TAREFAS PROPOSTAS:
a: Segundo o excerto escolhido, que idade tinha a filha do pai de família norte-americano?
b: Troque "16 anos" por "15 anos" e reescreva o excerto escolhido desde "Mais recentemente recebi" até "da cultura canadiana.", inclusive.

EXCERTO ESCOLHIDO:
------------------------
Embora talvez tenha conhecimento de uma ou outra coisa que poderão ser reveladas mediante um adequado pagamento, a verdade é que o que mais comumente que salta à cabeça é a figura bizarra de um amável troglodita irlandês de cabelo deslavado e dentes tortos que tendo ficado no sacrossanto quarto de 4 com mais dois paquidermes alemães que rivalizavam com o Bob Marley na coleção de especimens estranhos no couro cabeludo e seu consequente cheiro e uma simpática rapariga que nunca lhe deu grande resposta a todos os seus intentos socializantes, resolveu, na crítica deixada ao hostel escrever algo como: Não sei se a rapariga que dormiu no quarto se sentiu muito confortável por ter três homens a partilhar o mesmo espaço.
Embora tenha sentido vontade de responder algo jocoso envolvendo a igreja católica irlandesa, não o fiz por um questão de decoro ( e porque o hostelbookers mo proíbe sob ameaça de rescisão de contrato).
Mais recentemente recebi uma família norte-americana onde o generoso pater familias se recusou a ficar no hostel pois tinha medo da filha de 16 anos. Neste caso teriam que partilhar quarto com um casal canadiano. Tranquilizei-o dizendo que o casal não estaria particularmente interessado em aventuras estranhas envolvendo o Bryan Adams, a Céline Dion e outros ícones da cultura canadiana.
------------------------
DADOS APRESENTADOS:
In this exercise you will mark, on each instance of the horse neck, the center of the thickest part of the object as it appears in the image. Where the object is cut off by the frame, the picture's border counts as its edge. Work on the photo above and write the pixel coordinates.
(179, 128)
------------------------
SOLUÇÕES POR ORDEM:
a: Tinha 16 anos.

b:
Mais recentemente recebi uma família norte-americana onde o generoso pater familias se recusou a ficar no hostel pois tinha medo da filha de 15 anos. Neste caso teriam que partilhar quarto com um casal canadiano. Tranquilizei-o dizendo que o casal não estaria particularmente interessado em aventuras estranhas envolvendo o Bryan Adams, a Céline Dion e outros ícones da cultura canadiana.